Gabon : Le gouvernement est-il au-dessus de la loi ?

Par Nicolas NDONG ESSONO / 31 mai 2021 / 0 commentaire(s)
Comme les gouvernés, les gouvernants sont tenus de respecter les lois et les règlements en vigueur.

Le déploiement des forces de l’ordre pour empêcher une assemblée générale régulière et la façon dont le gouvernement se comporte face à une décision de la Cour constitutionnelle inclinent à se demander si les pouvoirs publics sont dispensés du respect de leurs propres lois et du fonctionnement des institutions. Qu’en est-il du devoir d’exemplarité ?

« Nous avions voulu que cette assemblée générale se tienne dans un lieu privé. Elle se tient maintenant sur un lieu public par la volonté des policiers », s’est plaint Jean Rémy Yama, le président Dynamique unitaire (DU), à l’entame de l’assemblée générale de la centrale syndicale ce 29 mai à Libreville. Et pourtant ce rassemblement prévu de longue date avait été signalé au ministère de l’Intérieur, la tutelle des Forces de police nationale.

L’intervention de la police a même causé une situation cocasse. Au lieu qu’elle se tienne dans l’espace clos prévu, en l’occurrence le terrain de basket d’Awendjé, où DU a l’habitude d’organiser ses rassemblements, l’assemblée générale s’est déroulée sur la voie publique, non sans provoquer des désagréments pour les riverains en termes de mobilité.

§ Lignes de données
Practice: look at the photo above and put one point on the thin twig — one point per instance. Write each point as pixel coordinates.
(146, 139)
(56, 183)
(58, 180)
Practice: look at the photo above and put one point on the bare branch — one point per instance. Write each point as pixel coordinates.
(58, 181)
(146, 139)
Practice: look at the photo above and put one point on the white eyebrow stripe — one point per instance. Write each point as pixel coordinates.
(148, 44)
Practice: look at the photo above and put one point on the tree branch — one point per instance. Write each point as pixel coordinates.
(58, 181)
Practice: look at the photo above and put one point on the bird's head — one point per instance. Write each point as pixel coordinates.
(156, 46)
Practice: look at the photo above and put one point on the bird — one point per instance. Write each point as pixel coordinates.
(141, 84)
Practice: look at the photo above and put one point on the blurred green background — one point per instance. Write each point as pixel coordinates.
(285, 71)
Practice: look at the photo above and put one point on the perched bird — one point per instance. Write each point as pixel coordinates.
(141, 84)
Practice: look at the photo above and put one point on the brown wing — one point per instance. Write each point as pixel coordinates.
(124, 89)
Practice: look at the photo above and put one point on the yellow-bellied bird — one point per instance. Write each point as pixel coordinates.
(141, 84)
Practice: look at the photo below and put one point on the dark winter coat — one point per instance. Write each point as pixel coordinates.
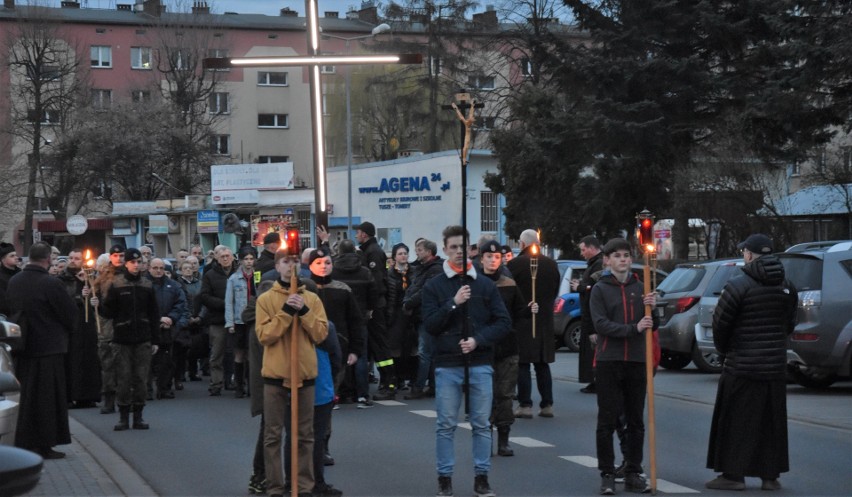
(41, 305)
(171, 300)
(541, 348)
(347, 268)
(616, 309)
(414, 294)
(755, 313)
(488, 320)
(132, 306)
(375, 259)
(214, 284)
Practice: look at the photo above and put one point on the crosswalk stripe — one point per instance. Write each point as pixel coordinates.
(529, 442)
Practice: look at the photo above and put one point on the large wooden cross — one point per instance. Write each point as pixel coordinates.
(314, 60)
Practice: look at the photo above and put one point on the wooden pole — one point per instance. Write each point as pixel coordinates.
(294, 393)
(649, 374)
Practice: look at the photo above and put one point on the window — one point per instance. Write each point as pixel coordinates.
(272, 121)
(268, 159)
(101, 56)
(526, 67)
(265, 78)
(140, 96)
(481, 82)
(101, 99)
(140, 57)
(219, 103)
(48, 117)
(489, 211)
(218, 53)
(220, 144)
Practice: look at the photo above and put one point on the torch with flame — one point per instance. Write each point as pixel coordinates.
(533, 273)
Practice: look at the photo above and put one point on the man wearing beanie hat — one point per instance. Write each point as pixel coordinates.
(266, 261)
(131, 304)
(755, 314)
(8, 268)
(374, 259)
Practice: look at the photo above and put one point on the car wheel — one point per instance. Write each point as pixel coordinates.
(810, 378)
(572, 335)
(671, 360)
(707, 362)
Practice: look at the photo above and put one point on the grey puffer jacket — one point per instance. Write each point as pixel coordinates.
(755, 313)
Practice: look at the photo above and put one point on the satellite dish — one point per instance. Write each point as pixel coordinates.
(231, 224)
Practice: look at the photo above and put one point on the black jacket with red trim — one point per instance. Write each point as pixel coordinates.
(616, 309)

§ Consigne A
Répondez aux questions suivantes à partir de l'article, une réponse par ligne, marquée comme la question :
(i) Qui signe l'article et à quelle date ?
(ii) À quelle date et dans quelle ville s'est tenue l'assemblée générale de la centrale syndicale ?
(iii) Dans quel espace clos l'assemblée générale devait-elle se tenir ?
§ Consigne B
Reproduisez, s'il vous plaît, le passage de l'article qui va de « Gabon : Le gouvernement » à « du devoir d’exemplarité ? », sans rien y changer.

§ Résultat A
(i) Nicolas NDONG ESSONO, le 31 mai 2021.
(ii) Le 29 mai, à Libreville.
(iii) Sur le terrain de basket d'Awendjé.

§ Résultat B
Gabon : Le gouvernement est-il au-dessus de la loi ?

Par Nicolas NDONG ESSONO / 31 mai 2021 / 0 commentaire(s)
Comme les gouvernés, les gouvernants sont tenus de respecter les lois et les règlements en vigueur.

Le déploiement des forces de l’ordre pour empêcher une assemblée générale régulière et la façon dont le gouvernement se comporte face à une décision de la Cour constitutionnelle inclinent à se demander si les pouvoirs publics sont dispensés du respect de leurs propres lois et du fonctionnement des institutions. Qu’en est-il du devoir d’exemplarité ?